## Set task
Please retype part of the passage below on the drawings and prints: start at the words "Silke Schatz attempts" and stop after "inherent to memorization.". Keep every word and mark unchanged.

## Document passage
----------------
Silke Schatz attempts to revive rooms experienced in her past by memory. The form of drawing serving her to this purpose, reminds the viewer of architectural drafts. The representation of the rooms in separate fine lines leads to a transparency through numerous rooms. Not one room is shown but many rooms - one behind another. The subjective transparency of the drawings one hand stands in direct opposition to their accurate representation on the other: a paradox inherent to memorization.
John Miller’s digital prints on canvas are interior views into television-studios in which game shows are produced. In contrast to his former game show paintings - still painted conventionally by the artist in oil on canvas - he uses in his recent work a more contemporary form of representation – although the basic rules of painting are not abandoned. The connection of fortune and misfortune, transferred by the media of television is not to be understood as a pure critique. It is primarily concerned with the topic of ambivalence of the perception of reality and the loss of reality. The loss of reality in the medium of painting is consequently implicit.
----------------
## Supplied material
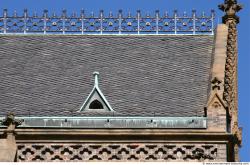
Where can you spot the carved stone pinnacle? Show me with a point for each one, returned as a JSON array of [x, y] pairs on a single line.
[[230, 7], [216, 83]]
----------------
## Exercise answer
Silke Schatz attempts to revive rooms experienced in her past by memory. The form of drawing serving her to this purpose, reminds the viewer of architectural drafts. The representation of the rooms in separate fine lines leads to a transparency through numerous rooms. Not one room is shown but many rooms - one behind another. The subjective transparency of the drawings one hand stands in direct opposition to their accurate representation on the other: a paradox inherent to memorization.